Abstract
Degradation of norfloxacin (NOR) was studied using a combination of microwave and UV irradiation methods (MW/UV process). Remarkable synergistic effect was found between MW and UV light. The removal rate with the MW/UV process was much faster than that with UV light irradiation only. Degradation of NOR followed second-order kinetics and ~72% of NOR could be removed in the first 5 min of MW/UV reaction. Influence of inorganic ions (cations (K+, Mg2+, Ca2+, Cu2+) and anions (Cl−, SO42−, NO3−, CO32−)), humic acid (HA) and surfactants (cation, anion, and non-ionic) on the degradation of NOR by the MW/UV process was investigated. Among the ions, Cu2+ and NO3− ions inhibited the degradation of NOR. The presence of HA and surfactants in water showed a slight inhibition on the NOR removal. Furthermore, the NOR degradation in the MW/UV process was primarily caused by the ·OH-photosensitization steps. Seven intermediates formed by the oxidation of NOR were identified and three reaction pathways were proposed. Removals of NOR in tap water (TW), synthetic wastewater (WW), river water (RW), and seawater (SW) were also studied, which demonstrated that the MW/UV process was an effective oxidation technology for degrading fluoroquinolone antibiotics in different water matrices.

○ ○ ○ ○

List every water matrix in which the abstract above reports studying the removal of norfloxacin.

▸ **DATA TO EXAMINE**:
○ ○ ○ ○

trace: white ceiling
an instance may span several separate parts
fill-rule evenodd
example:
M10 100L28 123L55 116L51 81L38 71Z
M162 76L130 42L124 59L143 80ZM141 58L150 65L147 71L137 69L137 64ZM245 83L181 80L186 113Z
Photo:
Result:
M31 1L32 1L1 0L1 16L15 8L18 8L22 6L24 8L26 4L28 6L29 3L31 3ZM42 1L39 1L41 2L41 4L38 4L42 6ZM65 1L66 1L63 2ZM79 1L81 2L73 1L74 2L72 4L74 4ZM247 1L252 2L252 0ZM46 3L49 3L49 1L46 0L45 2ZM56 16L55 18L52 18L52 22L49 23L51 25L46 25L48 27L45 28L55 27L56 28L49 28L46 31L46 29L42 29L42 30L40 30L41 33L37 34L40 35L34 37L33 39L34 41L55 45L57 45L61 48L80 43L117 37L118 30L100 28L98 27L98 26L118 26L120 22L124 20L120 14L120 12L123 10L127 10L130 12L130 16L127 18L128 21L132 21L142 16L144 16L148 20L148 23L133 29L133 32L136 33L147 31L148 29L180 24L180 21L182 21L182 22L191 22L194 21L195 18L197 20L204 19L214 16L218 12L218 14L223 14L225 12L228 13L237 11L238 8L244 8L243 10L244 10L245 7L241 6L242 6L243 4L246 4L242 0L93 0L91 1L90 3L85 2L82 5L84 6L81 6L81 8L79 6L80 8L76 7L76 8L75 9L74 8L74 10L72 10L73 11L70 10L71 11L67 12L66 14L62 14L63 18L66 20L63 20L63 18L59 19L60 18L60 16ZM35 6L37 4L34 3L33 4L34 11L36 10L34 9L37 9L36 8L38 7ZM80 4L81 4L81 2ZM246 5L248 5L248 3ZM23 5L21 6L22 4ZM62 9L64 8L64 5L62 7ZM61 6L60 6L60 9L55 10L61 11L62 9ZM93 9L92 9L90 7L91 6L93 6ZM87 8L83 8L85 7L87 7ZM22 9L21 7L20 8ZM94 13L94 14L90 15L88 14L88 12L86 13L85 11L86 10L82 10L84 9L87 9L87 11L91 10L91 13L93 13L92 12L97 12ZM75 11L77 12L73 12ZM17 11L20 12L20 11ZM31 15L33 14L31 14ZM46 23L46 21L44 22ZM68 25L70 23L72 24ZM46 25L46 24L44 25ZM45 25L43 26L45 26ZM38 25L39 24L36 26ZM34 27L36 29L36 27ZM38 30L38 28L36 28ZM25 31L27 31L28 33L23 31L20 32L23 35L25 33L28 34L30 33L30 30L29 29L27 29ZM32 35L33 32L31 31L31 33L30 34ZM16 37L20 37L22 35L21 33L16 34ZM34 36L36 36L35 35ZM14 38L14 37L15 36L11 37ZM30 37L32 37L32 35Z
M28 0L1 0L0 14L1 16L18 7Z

○ ○ ○ ○

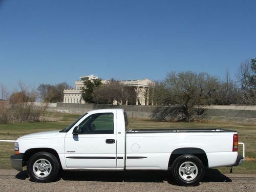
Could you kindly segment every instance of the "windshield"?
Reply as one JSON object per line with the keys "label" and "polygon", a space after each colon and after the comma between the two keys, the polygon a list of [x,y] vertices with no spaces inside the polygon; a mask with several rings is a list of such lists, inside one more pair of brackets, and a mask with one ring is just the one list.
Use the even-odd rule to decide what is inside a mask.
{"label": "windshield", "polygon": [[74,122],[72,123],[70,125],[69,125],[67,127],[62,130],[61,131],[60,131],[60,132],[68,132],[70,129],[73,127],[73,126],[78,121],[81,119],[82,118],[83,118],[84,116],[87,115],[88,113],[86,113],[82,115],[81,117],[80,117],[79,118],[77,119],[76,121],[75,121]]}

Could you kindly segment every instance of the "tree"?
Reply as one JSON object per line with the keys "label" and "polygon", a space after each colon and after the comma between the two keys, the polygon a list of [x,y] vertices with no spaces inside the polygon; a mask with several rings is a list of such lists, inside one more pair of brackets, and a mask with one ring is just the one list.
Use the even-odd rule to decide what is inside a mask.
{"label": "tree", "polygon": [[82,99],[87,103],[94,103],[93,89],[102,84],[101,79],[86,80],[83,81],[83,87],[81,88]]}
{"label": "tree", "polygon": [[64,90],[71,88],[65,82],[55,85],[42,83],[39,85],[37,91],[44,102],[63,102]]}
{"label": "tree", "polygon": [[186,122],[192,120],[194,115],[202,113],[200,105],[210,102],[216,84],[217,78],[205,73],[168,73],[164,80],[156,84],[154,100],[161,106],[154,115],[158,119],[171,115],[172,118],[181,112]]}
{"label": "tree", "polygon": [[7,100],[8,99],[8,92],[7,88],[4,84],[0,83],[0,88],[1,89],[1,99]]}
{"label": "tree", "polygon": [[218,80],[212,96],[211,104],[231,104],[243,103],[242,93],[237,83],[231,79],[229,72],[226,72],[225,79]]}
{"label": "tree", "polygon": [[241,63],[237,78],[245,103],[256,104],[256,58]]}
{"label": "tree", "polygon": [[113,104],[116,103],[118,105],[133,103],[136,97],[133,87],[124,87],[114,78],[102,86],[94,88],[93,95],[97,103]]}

○ ○ ○ ○

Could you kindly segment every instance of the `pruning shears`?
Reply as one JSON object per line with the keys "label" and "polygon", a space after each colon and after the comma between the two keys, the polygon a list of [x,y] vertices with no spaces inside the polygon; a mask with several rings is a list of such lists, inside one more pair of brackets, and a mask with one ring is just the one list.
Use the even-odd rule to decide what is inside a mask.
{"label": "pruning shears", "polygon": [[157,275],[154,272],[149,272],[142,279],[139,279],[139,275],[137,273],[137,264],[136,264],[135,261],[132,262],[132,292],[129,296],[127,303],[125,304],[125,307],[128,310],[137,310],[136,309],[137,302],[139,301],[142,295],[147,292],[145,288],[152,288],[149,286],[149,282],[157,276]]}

○ ○ ○ ○

▸ **TASK OUTPUT**: Tap water (TW), synthetic wastewater (WW), river water (RW), and seawater (SW).